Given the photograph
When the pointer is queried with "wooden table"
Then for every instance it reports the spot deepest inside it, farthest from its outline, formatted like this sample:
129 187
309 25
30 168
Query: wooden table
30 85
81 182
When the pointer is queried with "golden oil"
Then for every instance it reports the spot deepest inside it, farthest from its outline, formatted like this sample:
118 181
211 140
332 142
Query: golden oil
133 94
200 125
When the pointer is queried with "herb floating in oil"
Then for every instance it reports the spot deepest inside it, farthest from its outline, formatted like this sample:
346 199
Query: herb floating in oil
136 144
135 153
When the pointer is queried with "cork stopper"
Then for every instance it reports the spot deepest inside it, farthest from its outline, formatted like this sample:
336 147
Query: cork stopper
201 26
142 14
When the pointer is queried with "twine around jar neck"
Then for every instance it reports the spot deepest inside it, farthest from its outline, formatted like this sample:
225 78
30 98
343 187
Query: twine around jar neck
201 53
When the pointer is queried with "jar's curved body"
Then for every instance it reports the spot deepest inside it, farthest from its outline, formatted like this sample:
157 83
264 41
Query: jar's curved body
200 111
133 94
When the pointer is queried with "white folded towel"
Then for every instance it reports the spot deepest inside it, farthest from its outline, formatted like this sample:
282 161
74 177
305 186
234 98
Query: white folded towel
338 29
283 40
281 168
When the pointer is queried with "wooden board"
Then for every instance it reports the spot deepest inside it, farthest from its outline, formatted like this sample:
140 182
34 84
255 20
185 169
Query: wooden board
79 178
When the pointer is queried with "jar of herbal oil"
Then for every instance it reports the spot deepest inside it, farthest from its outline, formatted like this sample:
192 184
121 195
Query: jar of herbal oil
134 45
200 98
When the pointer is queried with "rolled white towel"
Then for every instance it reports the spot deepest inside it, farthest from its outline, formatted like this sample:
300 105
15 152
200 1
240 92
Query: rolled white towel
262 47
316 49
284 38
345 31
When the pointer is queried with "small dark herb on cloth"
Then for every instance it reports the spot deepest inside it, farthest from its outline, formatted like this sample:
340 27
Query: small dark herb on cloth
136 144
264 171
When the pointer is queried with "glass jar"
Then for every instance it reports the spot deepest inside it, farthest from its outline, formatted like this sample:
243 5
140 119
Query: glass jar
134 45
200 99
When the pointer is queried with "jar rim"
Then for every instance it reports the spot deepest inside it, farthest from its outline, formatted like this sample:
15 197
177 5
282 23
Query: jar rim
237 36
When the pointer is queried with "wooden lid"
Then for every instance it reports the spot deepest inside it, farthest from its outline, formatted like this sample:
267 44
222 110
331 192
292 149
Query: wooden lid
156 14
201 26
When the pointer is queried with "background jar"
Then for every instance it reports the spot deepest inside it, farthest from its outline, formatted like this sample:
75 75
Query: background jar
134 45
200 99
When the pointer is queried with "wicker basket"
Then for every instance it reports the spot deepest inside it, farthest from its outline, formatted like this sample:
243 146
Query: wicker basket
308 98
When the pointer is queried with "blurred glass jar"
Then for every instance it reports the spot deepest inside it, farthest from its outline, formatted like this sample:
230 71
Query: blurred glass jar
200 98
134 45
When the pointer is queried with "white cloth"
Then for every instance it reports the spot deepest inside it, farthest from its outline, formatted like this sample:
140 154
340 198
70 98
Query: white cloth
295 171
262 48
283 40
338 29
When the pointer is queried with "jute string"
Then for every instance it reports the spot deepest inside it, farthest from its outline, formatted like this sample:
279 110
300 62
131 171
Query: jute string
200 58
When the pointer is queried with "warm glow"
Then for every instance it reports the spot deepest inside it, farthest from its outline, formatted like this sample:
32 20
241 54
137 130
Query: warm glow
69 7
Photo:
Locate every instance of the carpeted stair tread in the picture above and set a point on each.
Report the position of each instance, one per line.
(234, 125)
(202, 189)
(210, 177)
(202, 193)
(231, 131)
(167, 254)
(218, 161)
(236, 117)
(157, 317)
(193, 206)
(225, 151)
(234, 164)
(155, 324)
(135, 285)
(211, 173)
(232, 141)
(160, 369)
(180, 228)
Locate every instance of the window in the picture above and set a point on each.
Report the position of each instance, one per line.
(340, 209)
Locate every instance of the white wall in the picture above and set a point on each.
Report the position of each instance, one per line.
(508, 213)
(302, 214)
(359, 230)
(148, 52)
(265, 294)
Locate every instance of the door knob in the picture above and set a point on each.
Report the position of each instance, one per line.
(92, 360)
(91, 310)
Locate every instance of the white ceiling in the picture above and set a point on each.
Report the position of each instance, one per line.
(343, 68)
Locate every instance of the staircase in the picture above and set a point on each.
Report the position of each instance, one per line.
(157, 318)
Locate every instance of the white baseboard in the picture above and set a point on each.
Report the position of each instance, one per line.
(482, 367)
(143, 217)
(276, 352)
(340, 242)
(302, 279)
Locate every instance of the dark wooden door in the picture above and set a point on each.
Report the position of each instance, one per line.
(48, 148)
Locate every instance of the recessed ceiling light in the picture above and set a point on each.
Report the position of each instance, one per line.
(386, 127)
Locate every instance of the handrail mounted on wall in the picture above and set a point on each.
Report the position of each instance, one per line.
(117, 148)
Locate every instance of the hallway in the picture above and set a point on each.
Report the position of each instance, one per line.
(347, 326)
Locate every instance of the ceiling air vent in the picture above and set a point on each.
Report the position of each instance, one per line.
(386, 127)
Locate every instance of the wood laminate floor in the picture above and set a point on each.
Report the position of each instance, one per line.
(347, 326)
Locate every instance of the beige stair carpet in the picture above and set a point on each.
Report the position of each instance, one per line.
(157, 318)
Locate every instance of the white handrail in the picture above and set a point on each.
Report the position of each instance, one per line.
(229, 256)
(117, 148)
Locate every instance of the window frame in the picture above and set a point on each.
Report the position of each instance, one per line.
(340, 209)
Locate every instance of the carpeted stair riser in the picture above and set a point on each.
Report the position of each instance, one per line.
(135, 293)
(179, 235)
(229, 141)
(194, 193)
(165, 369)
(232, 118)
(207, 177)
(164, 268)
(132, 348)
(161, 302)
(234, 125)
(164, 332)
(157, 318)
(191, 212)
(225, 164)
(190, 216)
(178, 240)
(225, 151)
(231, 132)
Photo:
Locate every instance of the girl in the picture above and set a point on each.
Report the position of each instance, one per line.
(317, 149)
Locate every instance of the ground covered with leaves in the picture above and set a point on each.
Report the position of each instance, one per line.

════════════════════

Retype the material precisely, leaving out no line.

_Solution for this exercise:_
Given the photograph
When the pointer is queried with "wooden table"
Then for every instance it reports the spot deepest inside it, farthest from its outline, formatted like this sample:
129 187
309 25
30 168
Query: wooden table
30 85
81 182
When the pointer is queried with "golden oil"
Then for every instance it reports the spot deepest inside it, farthest from its outline, formatted like this sample:
118 181
211 140
332 142
Query: golden oil
133 94
200 125
When the pointer is queried with "herb floating in oil"
Then for every instance it reports the spot deepest inside it, farthest from its outline, formatted like this sample:
346 199
Query: herb floating in oil
136 144
135 153
When the pointer is queried with "cork stopper"
Then for every instance it reports the spot deepest inside it, farthest from its outline, formatted like this sample:
336 147
Query: cork stopper
201 26
142 14
When the pointer is queried with "twine around jar neck"
Then for every instance it reports the spot deepest inside it, farthest from its outline, formatted like this sample:
225 78
30 98
343 187
Query: twine around jar neck
201 53
When the pointer is queried with "jar's curved body"
Then for every instance it reports the spot deepest inside it, farthest from its outline, formatted like this sample:
157 83
264 41
Query: jar's curved body
200 111
133 94
When the pointer is queried with "white folded towel"
Then for every instance it reports the spot deepest inside it, farthest from its outline, formatted like this sample:
282 161
74 177
305 186
234 98
Query: white folded towel
338 29
283 40
281 168
When the pointer is queried with "wooden board"
Then for every instance it reports the spot deepest inside it, farthest from its outline, formatted like this sample:
140 182
34 84
255 20
185 169
Query: wooden board
79 178
When the pointer is queried with "jar of herbal oil"
Then for every instance it reports the spot deepest inside it, farthest from its outline, formatted like this sample:
192 184
121 195
Query: jar of herbal oil
134 45
200 98
When the pointer is queried with "rolled white towel"
Then for every instance it reports the spot deepest inside it, farthest from its outline, formatted like this sample:
300 105
15 152
200 1
240 92
Query: rolled white towel
262 47
316 49
284 38
345 31
When the pointer is queried with "small dark herb on cloth"
Then for every instance it reports the spot deepest inside it, farthest from its outline, formatted like this sample:
340 27
Query: small dark herb on cloth
136 144
264 171
When the pointer is queried with "glass jar"
Then for every instance it reports the spot deepest inside it, farthest from its outline, formatted like this sample:
243 5
140 119
Query: glass jar
134 45
200 99
When the pointer is queried with "jar rim"
Then for every instance it reports the spot deepest inside it, farthest from its outline, formatted like this sample:
15 197
177 5
282 23
Query: jar rim
237 36
When the pointer is queried with "wooden lid"
Then for every instance it reports the spot deepest inside it, farthest from its outline, formatted like this sample:
267 44
222 110
331 192
292 149
Query: wooden lid
156 14
201 26
When the pointer is queried with "background jar"
Then for every instance it reports the spot deepest inside it, farthest from its outline, formatted like this sample:
75 75
Query: background jar
134 45
200 99
When the pointer is queried with "wicker basket"
Then for every instance it reports the spot deepest inside it, farthest from its outline, formatted like this sample:
243 146
Query: wicker basket
308 98
When the pointer is queried with "blurred glass jar"
Then for every instance it reports the spot deepest inside it, farthest from its outline, formatted like this sample:
230 71
Query: blurred glass jar
200 98
134 45
When the pointer is queried with "white cloth"
Then for every instance it reports the spot deepest inside it, farthest from its outline, formatted like this sample:
140 154
340 198
70 98
Query: white cloth
295 171
262 48
283 40
338 29
When the pointer is queried with "jute string"
Then for every instance it reports the spot deepest inside it, farthest from its outline, formatted like this sample:
279 110
300 62
131 171
Query: jute string
200 58
When the pointer is queried with "warm glow"
Then for every instance it reports the spot deepest inside it, farthest from its outline, formatted like this sample:
32 20
241 54
137 130
Query: warm glow
69 7
Photo:
Locate every instance of the carpeted stair tread in the picture above and set a point on each.
Report the position of each instance, one per line.
(234, 125)
(202, 189)
(210, 177)
(202, 193)
(231, 131)
(167, 254)
(218, 161)
(236, 117)
(157, 317)
(193, 206)
(225, 151)
(234, 164)
(155, 324)
(135, 285)
(211, 173)
(232, 141)
(160, 369)
(180, 228)
Locate every instance of the window in the picture above and set a point on each.
Report the position of each instance, one per line.
(340, 209)
Locate every instance of the white wall in the picture above and set a point on each.
Report the position of each instance, one per line.
(508, 213)
(302, 214)
(359, 230)
(148, 52)
(265, 294)
Locate every instance of the door knob in the picture above and set a point on each.
Report the position of each instance, one per line.
(92, 360)
(91, 310)
Locate every instance of the white ceiling in the picture above and set a point on each.
Report the position of each instance, one per line.
(343, 68)
Locate every instance of the staircase in the picture above and set a point on each.
Report the position of each instance, one per line.
(157, 318)
Locate every instance of the white baseboard in the picture above and set a point on each.
Report the position of each instance, one per line.
(482, 367)
(143, 217)
(276, 352)
(340, 242)
(302, 279)
Locate every instance of the dark wooden door in the picture above and set a point on each.
Report the position of each instance, one per line.
(48, 148)
Locate every instance of the recessed ceiling light in the picture above and set a point on each.
Report the position of each instance, one per line.
(386, 127)
Locate every instance of the handrail mounted on wall in the picture above and set a point on each.
Report the position of each instance, one per line.
(117, 148)
Locate every instance of the hallway in the picture above and set a point on each.
Report the position of each instance, one per line.
(347, 326)
Locate every instance of the ceiling air vent in the picture above and set a point on each.
Report the position of each instance, one per line.
(386, 127)
Locate every instance of the wood laminate floor in the picture above and set a point on each.
Report the position of each instance, one per line.
(347, 326)
Locate every instance of the beige stair carpet in the picture above and set a point on each.
Report the position of each instance, one per line.
(157, 318)
Locate every instance of the white handrail in the picture above and set a point on each.
Report the position of each instance, one per line.
(229, 256)
(117, 148)
Locate every instance of the window frame in the picture above and set a point on each.
Report the position of each instance, one per line.
(340, 209)
Locate every instance of the carpeted stair riser in the picture above and set a point on each.
Report the position of each instance, one per line.
(135, 293)
(179, 235)
(229, 141)
(194, 193)
(165, 369)
(232, 118)
(207, 177)
(164, 268)
(132, 348)
(161, 302)
(234, 125)
(164, 332)
(157, 318)
(191, 212)
(225, 164)
(190, 216)
(178, 240)
(225, 151)
(231, 132)
Photo:
Locate every instance of the girl in the picture above and set a point on each.
Report the position of each instance, one per line.
(317, 149)
Locate every instance of the ground covered with leaves in the picture above and set a point on each.
Report the position of each instance, one per line.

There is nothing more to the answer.